(Source records)
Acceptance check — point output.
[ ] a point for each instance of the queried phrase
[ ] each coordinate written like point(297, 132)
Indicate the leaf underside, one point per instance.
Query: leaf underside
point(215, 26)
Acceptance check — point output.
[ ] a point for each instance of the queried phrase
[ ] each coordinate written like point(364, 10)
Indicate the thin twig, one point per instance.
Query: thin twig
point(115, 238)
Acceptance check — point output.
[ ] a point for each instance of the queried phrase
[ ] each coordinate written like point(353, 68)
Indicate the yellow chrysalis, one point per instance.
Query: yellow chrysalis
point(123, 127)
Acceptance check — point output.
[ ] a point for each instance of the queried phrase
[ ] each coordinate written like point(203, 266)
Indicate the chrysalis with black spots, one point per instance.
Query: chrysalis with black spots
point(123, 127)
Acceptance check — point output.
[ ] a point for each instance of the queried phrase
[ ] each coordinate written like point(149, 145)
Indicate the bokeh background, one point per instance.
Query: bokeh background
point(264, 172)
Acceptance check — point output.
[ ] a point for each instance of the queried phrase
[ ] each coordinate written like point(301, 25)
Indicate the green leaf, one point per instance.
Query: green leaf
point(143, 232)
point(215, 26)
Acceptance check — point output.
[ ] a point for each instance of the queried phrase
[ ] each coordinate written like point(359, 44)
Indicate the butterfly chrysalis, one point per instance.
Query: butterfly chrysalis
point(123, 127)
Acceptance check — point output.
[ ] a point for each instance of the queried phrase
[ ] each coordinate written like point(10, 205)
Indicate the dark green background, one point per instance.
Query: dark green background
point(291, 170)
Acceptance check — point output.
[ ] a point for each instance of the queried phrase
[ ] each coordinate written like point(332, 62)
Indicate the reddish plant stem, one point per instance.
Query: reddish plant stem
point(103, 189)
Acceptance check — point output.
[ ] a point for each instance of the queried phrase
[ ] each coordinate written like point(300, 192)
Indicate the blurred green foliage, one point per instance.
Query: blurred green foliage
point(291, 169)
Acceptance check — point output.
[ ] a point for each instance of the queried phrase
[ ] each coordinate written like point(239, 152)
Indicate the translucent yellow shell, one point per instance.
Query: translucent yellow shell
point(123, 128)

**GIVEN REQUEST**.
Write out the records above again, keeping each one identical to the original.

**THE SOLUTION**.
Acceptance check — point output.
[ ] a point for each instance of the queried phrase
[ ] each coordinate written like point(297, 132)
Indicate the leaf underside, one point per instance.
Query: leaf underside
point(215, 26)
Acceptance check — point output.
[ ] a point for each instance of the queried phrase
[ ] each coordinate written like point(364, 10)
Indicate the thin twig, one point per instance.
Query: thin twig
point(115, 238)
Acceptance check — point output.
[ ] a point for each instance of the queried phrase
[ ] each coordinate written like point(353, 68)
Indicate the yellow chrysalis, one point per instance.
Query: yellow chrysalis
point(123, 127)
Acceptance check — point output.
[ ] a point for each instance of the queried phrase
[ ] each coordinate written like point(203, 266)
Indicate the chrysalis with black spots, one point per instance.
Query: chrysalis with black spots
point(123, 127)
Acceptance check — point output.
[ ] a point for each instance of the queried phrase
[ ] each coordinate written like point(149, 145)
Indicate the bokeh background, one point per instance.
Query: bokeh background
point(264, 172)
Acceptance check — point output.
[ ] a point for each instance of the queried phrase
[ ] each coordinate written like point(301, 25)
Indicate the green leaf, one point per instance.
Query: green leaf
point(143, 232)
point(215, 26)
Acceptance check — point output.
[ ] a point for each instance of the queried phrase
[ ] each coordinate written like point(359, 44)
Indicate the butterfly chrysalis, one point per instance.
Query: butterfly chrysalis
point(123, 127)
Acceptance check — point output.
[ ] a point for each instance of the queried phrase
[ ] each coordinate written like point(10, 205)
Indicate the dark green background, one point per instance.
Query: dark green background
point(291, 170)
Acceptance check — point output.
[ ] a point for each instance of the queried phrase
[ ] each coordinate written like point(332, 62)
Indicate the reddish plant stem, one point per instance.
Query: reddish plant stem
point(103, 189)
Acceptance check — point output.
[ ] a point for each instance of the queried phrase
[ ] each coordinate written like point(300, 192)
Indicate the blurred green foliage, one point per instance.
Query: blurred green foliage
point(291, 169)
Acceptance check — point output.
[ ] a point for each instance of the queried phrase
[ ] each coordinate written like point(239, 152)
Indicate the translucent yellow shell, one point per instance.
Query: translucent yellow shell
point(123, 128)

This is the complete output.